-- Start Records for processing --

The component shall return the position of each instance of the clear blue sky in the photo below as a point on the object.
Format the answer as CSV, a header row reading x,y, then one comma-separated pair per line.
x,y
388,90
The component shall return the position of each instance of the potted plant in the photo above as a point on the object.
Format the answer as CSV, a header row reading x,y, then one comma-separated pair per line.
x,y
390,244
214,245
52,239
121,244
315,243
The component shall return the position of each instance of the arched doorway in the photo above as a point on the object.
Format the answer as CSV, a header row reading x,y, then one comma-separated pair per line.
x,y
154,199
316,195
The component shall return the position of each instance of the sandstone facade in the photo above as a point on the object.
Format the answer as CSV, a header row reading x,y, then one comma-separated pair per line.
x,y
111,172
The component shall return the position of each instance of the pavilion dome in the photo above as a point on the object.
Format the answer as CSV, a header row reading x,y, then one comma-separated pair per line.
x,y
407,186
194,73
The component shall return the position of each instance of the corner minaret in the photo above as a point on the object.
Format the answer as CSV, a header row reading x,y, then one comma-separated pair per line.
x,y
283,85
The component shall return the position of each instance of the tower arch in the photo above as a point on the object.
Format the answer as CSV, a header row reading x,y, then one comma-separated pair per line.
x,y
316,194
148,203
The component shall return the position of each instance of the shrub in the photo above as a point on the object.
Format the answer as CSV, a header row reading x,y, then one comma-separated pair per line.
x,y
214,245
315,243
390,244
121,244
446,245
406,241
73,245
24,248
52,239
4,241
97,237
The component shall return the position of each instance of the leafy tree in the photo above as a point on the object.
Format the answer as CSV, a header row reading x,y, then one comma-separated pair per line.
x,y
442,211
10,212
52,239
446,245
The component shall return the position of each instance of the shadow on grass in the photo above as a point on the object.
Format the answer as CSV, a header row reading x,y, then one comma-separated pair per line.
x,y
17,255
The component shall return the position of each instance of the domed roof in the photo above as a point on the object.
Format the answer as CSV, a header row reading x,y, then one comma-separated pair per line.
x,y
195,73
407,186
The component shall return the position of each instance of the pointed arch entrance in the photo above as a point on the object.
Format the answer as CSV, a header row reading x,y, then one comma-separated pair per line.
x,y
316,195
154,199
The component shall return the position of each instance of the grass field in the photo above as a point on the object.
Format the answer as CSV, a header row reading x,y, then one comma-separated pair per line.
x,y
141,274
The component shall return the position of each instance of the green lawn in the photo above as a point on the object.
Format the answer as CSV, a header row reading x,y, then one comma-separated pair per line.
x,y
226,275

-- End Records for processing --
-- Start Records for processing --

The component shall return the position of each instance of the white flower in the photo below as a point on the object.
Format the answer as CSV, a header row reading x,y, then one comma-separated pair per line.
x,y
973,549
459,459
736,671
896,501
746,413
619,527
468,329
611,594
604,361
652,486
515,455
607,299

-- End Records for processing --

◆ Task directions
How many lines in the entries above contain the word "below"? Reply with the number alone.

◆ Full solution
2